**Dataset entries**

-.-.-

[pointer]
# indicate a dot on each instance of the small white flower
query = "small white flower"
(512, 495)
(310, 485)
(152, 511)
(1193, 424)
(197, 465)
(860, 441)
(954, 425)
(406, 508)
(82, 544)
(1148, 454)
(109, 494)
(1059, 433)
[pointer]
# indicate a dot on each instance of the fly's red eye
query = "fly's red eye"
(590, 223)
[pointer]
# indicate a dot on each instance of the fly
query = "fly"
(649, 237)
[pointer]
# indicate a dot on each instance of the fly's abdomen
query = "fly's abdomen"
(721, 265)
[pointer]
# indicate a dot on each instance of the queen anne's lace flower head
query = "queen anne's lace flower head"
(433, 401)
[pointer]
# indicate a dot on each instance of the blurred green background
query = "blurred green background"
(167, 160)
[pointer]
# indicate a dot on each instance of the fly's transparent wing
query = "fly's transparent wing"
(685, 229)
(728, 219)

-.-.-

**WORK ORDER**
Please return all lines from the records that hold the word "each".

**COMPLETED TASK**
# indicate a dot on each instance of the small white flower
# indicate a dot on each instance of the fly's red eye
# indicate a dot on each instance of the fly
# indicate a dot on each instance of the fly's abdomen
# indicate a dot on each instance of the queen anne's lace flower head
# indicate a dot on each instance of the blurred green background
# indicate a dot on each instance of the fly's transparent wing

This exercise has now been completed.